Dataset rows
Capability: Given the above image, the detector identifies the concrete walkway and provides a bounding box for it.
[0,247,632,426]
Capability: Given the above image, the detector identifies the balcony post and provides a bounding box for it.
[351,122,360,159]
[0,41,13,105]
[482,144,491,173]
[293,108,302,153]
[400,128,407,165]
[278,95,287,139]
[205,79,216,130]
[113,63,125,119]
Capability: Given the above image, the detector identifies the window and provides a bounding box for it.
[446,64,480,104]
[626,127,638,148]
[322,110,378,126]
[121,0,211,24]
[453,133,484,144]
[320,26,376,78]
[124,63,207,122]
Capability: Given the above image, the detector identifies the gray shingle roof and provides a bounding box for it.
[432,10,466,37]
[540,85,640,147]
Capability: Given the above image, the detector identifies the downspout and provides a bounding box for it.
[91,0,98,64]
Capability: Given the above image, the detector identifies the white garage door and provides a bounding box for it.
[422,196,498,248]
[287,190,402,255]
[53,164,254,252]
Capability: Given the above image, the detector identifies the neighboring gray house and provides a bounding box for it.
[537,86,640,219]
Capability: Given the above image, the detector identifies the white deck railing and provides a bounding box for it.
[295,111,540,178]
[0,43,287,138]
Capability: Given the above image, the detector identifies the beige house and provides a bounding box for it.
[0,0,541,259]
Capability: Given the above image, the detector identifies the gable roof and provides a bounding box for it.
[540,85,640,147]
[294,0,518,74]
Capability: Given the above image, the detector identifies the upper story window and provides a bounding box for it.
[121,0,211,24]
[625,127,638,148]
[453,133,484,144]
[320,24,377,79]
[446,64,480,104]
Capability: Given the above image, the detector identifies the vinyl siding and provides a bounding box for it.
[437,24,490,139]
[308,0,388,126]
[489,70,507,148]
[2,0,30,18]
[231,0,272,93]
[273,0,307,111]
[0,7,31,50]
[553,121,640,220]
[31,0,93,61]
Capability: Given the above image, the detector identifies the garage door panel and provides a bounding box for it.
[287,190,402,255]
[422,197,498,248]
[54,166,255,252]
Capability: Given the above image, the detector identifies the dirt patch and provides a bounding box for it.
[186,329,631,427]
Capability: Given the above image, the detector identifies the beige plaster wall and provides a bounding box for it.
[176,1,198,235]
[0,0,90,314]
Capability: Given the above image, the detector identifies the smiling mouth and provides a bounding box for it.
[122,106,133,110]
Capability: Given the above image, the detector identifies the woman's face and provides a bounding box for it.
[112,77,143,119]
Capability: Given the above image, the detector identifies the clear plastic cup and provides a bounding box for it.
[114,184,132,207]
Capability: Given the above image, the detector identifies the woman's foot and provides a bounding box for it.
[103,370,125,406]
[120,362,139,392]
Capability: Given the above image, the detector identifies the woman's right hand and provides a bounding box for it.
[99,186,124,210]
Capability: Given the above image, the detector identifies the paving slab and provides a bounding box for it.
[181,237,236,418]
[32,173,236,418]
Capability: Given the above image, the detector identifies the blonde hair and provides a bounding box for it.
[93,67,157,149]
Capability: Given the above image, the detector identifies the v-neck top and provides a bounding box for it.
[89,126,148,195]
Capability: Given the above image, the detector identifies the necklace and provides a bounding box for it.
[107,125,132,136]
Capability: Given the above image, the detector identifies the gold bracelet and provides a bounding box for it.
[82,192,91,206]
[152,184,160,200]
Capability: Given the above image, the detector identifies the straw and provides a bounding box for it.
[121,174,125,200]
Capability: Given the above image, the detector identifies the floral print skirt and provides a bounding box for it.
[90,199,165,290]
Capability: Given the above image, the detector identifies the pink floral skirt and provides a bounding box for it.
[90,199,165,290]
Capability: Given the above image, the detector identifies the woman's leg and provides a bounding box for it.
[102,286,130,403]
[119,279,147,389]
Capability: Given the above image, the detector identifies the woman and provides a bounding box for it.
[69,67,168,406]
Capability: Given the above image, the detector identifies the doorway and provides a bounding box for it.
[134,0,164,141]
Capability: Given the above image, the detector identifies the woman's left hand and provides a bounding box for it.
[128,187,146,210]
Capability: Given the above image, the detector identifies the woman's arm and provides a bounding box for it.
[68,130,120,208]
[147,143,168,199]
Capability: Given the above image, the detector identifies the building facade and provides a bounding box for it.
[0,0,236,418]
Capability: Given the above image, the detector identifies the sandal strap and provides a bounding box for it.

- [EXERCISE INSTRUCTIONS]
Count the lines in the records above that contain the word "garage", and give only that number.

- [THE RESPONSE]
2